The very loud proclamations around a safer world for women and girls, free from gender-based violence, died the natural death of a news cycle.
Rather than radical action, the most powerful bodies again waited for the next catchy hashtags that the marketing teams would come up with for 2022. Women and girls were again left to navigate an unsafe world that has been plagued with violence against them for centuries.
The need to have a powerful yearly reminder of how women live in a violent world and how they need to be protected can seem extraordinary in 2022.
But no less than Ban Ki Moon, former Secretary-General of the United Nations, thought it necessary to declare: “We must unite. Violence against women cannot be tolerated, in any form, in any context, in any circumstance, by any political leader or by any government.”
Globally, we repeatedly witness armed conflicts where women and girls are routinely subjected to violence ranging from physical, sexual to psychological, perpetrated by both state and non-state actors.

- _PROBLEM 1_
In the passage on violence against women, rewrite the section starting with "The very loud" and going on through "them for centuries.", replacing "hashtags" with "slogans".
- _PROBLEM 2_
In the passage on violence against women, who declared that violence against women cannot be tolerated by any political leader or any government?

(Phrase grounding data)
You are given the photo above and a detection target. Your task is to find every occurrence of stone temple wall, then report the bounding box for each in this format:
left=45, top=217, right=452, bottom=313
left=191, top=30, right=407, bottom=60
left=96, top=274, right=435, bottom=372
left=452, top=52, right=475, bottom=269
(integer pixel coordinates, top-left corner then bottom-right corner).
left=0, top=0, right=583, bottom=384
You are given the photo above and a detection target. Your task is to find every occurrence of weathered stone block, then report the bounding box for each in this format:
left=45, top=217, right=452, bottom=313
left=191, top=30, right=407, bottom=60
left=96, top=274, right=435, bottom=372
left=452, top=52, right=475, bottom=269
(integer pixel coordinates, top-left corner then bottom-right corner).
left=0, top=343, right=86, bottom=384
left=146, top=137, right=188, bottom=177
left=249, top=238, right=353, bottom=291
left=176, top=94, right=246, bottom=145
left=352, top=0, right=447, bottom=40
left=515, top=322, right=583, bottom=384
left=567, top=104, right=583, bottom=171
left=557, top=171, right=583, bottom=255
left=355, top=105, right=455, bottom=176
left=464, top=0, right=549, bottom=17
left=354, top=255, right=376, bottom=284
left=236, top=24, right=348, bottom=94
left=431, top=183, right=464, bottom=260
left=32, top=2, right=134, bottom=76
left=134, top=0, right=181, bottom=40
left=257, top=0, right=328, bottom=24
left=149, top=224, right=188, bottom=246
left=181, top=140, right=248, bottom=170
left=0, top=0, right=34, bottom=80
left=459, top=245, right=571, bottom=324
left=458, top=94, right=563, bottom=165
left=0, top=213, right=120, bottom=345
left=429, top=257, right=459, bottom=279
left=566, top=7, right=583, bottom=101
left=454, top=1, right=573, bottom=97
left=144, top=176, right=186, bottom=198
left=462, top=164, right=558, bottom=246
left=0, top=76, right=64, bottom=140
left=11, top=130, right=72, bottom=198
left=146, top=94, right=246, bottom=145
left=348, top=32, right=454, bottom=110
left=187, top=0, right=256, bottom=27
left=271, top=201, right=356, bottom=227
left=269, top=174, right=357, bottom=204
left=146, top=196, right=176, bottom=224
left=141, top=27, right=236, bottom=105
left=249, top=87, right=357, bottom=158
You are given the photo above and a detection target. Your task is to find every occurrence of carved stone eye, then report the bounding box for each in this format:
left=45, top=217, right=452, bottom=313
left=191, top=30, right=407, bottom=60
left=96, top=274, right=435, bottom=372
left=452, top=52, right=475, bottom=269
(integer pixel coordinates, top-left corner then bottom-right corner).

- _ANSWER SPACE 1_
The very loud proclamations around a safer world for women and girls, free from gender-based violence, died the natural death of a news cycle.
Rather than radical action, the most powerful bodies again waited for the next catchy slogans that the marketing teams would come up with for 2022. Women and girls were again left to navigate an unsafe world that has been plagued with violence against them for centuries.

- _ANSWER SPACE 2_
Ban Ki Moon, former Secretary-General of the United Nations.